Can you reproduce every line of the items, from the start through the line containing "[[85,226],[85,210],[66,209],[60,212],[60,227],[64,228],[84,228]]", and increase each coordinate in the answers by 144 while leaving all other numbers as they are?

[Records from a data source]
# # # # #

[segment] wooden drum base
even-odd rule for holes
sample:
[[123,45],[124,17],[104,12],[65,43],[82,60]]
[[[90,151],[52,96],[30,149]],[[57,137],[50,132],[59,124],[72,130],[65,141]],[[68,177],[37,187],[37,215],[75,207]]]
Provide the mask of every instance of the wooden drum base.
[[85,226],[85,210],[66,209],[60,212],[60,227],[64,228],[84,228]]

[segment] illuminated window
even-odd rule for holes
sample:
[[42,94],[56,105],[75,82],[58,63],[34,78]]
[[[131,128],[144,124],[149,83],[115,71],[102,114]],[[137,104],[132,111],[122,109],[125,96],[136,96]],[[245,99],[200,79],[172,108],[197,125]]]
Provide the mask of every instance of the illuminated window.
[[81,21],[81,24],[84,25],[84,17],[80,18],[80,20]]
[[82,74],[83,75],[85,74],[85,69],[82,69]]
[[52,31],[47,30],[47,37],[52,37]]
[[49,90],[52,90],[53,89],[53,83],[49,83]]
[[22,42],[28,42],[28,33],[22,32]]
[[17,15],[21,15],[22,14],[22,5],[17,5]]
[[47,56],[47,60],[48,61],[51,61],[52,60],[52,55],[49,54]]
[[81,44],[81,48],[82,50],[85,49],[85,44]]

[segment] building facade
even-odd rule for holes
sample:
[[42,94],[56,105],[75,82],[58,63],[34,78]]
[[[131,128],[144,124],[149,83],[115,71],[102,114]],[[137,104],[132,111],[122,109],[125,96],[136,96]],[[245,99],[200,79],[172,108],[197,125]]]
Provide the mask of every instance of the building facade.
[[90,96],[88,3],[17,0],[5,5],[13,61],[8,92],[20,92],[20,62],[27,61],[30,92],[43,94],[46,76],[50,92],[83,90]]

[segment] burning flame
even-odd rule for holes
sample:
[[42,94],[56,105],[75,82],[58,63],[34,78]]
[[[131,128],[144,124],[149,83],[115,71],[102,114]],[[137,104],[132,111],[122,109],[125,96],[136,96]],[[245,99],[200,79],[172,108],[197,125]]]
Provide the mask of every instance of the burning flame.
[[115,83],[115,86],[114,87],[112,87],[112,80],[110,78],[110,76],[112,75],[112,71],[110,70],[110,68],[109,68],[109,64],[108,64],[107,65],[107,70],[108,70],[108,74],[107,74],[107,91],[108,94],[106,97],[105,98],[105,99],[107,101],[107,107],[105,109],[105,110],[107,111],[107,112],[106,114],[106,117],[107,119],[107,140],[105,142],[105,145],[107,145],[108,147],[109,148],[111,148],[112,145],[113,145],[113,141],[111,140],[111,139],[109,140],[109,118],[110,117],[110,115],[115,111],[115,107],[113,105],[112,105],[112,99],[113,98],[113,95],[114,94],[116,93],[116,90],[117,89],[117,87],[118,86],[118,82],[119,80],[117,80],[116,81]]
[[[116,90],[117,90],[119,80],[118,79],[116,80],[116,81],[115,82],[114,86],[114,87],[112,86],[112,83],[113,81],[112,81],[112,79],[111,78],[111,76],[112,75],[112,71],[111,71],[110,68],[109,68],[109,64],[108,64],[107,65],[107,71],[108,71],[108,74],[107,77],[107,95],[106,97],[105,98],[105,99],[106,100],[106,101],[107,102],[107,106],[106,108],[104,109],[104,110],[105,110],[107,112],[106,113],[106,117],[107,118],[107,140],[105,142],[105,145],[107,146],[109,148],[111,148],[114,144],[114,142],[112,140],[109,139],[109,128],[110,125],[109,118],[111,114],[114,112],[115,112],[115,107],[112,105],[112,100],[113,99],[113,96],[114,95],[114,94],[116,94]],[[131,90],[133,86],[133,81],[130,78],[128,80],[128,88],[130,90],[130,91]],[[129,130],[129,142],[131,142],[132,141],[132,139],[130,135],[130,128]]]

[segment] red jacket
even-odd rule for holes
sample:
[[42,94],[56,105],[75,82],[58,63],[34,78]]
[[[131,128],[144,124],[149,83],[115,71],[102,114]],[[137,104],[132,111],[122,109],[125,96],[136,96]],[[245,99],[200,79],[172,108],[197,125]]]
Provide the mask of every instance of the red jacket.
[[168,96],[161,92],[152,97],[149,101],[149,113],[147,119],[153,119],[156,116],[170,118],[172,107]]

# # # # #

[Answer to the task]
[segment] wooden drum base
even-odd rule for holes
sample:
[[123,45],[124,17],[104,12],[65,43],[82,60]]
[[[90,151],[52,96],[30,149]],[[57,137],[50,132],[59,124],[72,130],[65,141]],[[68,177],[37,187],[37,215],[75,207]]]
Provide the mask of every instance of the wooden drum base.
[[229,370],[229,354],[210,353],[204,356],[204,371],[208,372],[228,372]]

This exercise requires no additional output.